■ EXERCISE AIM: Render every line of the records below as a Markdown table with the columns Row and Line, numbering the rows and omitting blank lines.

■ MATERIAL SHOWN:
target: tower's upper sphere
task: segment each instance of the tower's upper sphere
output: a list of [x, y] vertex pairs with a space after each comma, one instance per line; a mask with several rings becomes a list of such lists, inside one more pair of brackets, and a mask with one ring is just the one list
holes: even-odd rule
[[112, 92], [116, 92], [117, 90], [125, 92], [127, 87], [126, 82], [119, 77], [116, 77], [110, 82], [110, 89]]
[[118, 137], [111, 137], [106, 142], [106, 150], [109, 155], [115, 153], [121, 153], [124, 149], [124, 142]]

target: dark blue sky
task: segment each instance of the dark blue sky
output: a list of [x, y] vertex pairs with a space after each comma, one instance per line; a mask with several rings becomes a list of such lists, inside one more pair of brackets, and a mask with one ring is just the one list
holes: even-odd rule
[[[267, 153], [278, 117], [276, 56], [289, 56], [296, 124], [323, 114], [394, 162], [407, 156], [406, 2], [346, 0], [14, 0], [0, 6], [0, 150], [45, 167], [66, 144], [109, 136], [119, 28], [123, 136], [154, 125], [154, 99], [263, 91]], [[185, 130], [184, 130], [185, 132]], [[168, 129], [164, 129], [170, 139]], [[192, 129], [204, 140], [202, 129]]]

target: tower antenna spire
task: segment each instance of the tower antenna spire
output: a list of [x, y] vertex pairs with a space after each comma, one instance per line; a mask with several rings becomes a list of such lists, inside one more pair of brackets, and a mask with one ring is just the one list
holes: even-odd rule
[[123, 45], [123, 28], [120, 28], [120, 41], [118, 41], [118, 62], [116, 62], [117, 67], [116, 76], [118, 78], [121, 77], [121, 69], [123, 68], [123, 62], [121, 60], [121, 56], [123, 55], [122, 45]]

■ WRITTEN RESPONSE:
| Row | Line |
|---|---|
| 1 | target: tower's upper sphere |
| 2 | task: segment each instance of the tower's upper sphere |
| 3 | output: a list of [x, y] vertex pairs with a space after each comma, one instance per line; a mask with several rings becomes a list of such lists, inside one more pair of brackets, and a mask with one ring is just the one list |
| 4 | holes: even-odd rule |
| 5 | [[112, 92], [116, 92], [117, 90], [125, 92], [127, 87], [126, 82], [119, 77], [116, 77], [110, 82], [110, 89]] |
| 6 | [[118, 137], [111, 137], [106, 142], [106, 150], [109, 155], [115, 153], [121, 153], [124, 149], [124, 142]] |
| 7 | target: dark blue sky |
| 8 | task: segment each instance of the dark blue sky |
| 9 | output: a list of [x, y] vertex pairs with a space after each comma, one instance per line; a mask with several rings becomes a list of such lists, inside one more pair of brackets, and a mask with one ring is just the one list |
| 10 | holes: even-odd rule |
| 11 | [[[267, 153], [278, 117], [276, 56], [289, 56], [296, 124], [323, 114], [394, 162], [407, 156], [406, 2], [346, 0], [14, 0], [0, 6], [0, 150], [45, 167], [66, 144], [109, 136], [119, 28], [123, 136], [154, 125], [154, 99], [263, 91]], [[185, 130], [184, 130], [185, 132]], [[168, 129], [164, 129], [170, 139]], [[192, 129], [204, 140], [202, 129]]] |
| 12 | target: tower antenna spire |
| 13 | task: segment each instance of the tower antenna spire |
| 14 | output: a list of [x, y] vertex pairs with a space after each comma, one instance per line; a mask with several rings becomes a list of such lists, inside one more pair of brackets, and a mask with one ring is just the one list |
| 15 | holes: even-odd rule |
| 16 | [[123, 45], [123, 28], [120, 28], [120, 41], [118, 41], [118, 62], [116, 62], [117, 67], [116, 76], [118, 78], [121, 77], [121, 69], [123, 68], [123, 62], [121, 60], [121, 56], [123, 55], [122, 45]] |